You are given a 0-indexed array nums of n integers, and an integer k.

The k-radius average for a subarray of nums centered at some index i with the radius k is the average of all elements in nums between the indices i - k and i + k (inclusive). If there are less than k elements before or after the index i, then the k-radius average is -1.

Build and return an array avgs of length n where avgs[i] is the k-radius average for the subarray centered at index i.

The average of x elements is the sum of the x elements divided by x, using integer division. The integer division truncates toward zero, which means losing its fractional part.

For example, the average of four elements 2, 3, 1, and 5 is (2 + 3 + 1 + 5) / 4 = 11 / 4 = 2.75, which truncates to 2.

▸ **Data shown**
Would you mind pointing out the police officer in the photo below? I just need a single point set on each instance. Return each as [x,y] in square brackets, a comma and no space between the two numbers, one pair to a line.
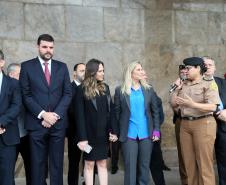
[220,143]
[197,99]
[177,121]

▸ **Given instruction**
Carry on the problem statement about k-radius subarray averages, picking up after its final sentence.

▸ **Result for this task**
Example 1:

Input: nums = [7,4,3,9,1,8,5,2,6], k = 3
Output: [-1,-1,-1,5,4,4,-1,-1,-1]
Explanation:
- avg[0], avg[1], and avg[2] are -1 because there are less than k elements before each index.
- The sum of the subarray centered at index 3 with radius 3 is: 7 + 4 + 3 + 9 + 1 + 8 + 5 = 37.
  Using integer division, avg[3] = 37 / 7 = 5.
- For the subarray centered at index 4, avg[4] = (4 + 3 + 9 + 1 + 8 + 5 + 2) / 7 = 4.
- For the subarray centered at index 5, avg[5] = (3 + 9 + 1 + 8 + 5 + 2 + 6) / 7 = 4.
- avg[6], avg[7], and avg[8] are -1 because there are less than k elements after each index.

Example 2:

Input: nums = [100000], k = 0
Output: [100000]
Explanation:
- The sum of the subarray centered at index 0 with radius 0 is: 100000.
  avg[0] = 100000 / 1 = 100000.

Example 3:

Input: nums = [8], k = 100000
Output: [-1]
Explanation: 
- avg[0] is -1 because there are less than k elements before and after index 0.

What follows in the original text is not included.